**The task**
Copy out the part of the comment thread on Dhivehi and public decision making that begins at the words containing "How can we encourage" and ends after "have no answer.".

How can we encourage such people to come into the decision making arena and engage themselves with the decision making process at this crucial time? That is my question. I have no answer.

Anonymous said...

I support your proposition. What bothers me most is that Dhivehi is a crippled language and the amount of literature we have in Dhivehi is simply shameful yet few seems to be willing to admit this fact.

The intellectual material ( scientific, philosophical, factual/non-fiction) in Dhivehi seems so minute and lags behind decades (even centuries). How is a person to make a rational and sensible decision if he/she is ignorant of the realities in the contemporary world and ignorant of basic history and science?! Sadly, the general Maldivian remains robbed of this privilege for now...

Anonymous said...

I support this wholeheartedly. What do we do now to move this discussion forward?

mhilmyh said...

Hi Yasir

I think we need to find a lobbying group or institutions like NGOs, Chamber of Commerce, MATI to take the lead and influencial individuals including top govt. officials willing to sign on so that a convincing proposal can be sent to the political parties, government and to the members of the parliament. The idea can only take off when we get people with clout to back it.

**Supplied data**
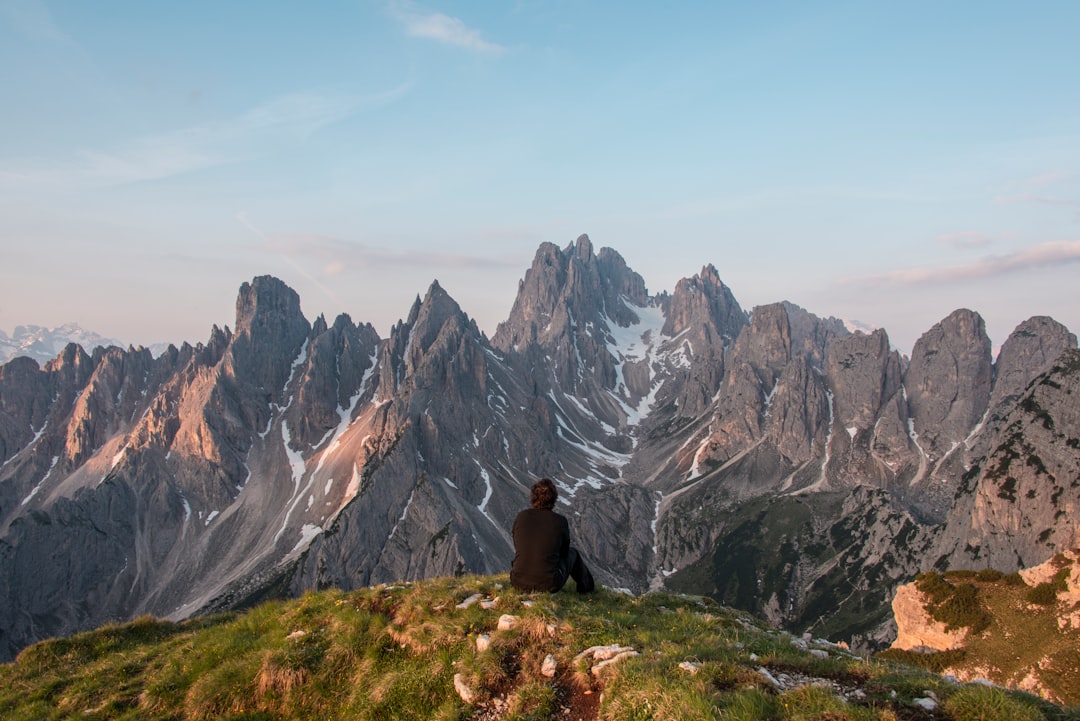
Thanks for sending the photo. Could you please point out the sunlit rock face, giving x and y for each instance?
(771, 459)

**Written answer**
How can we encourage such people to come into the decision making arena and engage themselves with the decision making process at this crucial time? That is my question. I have no answer.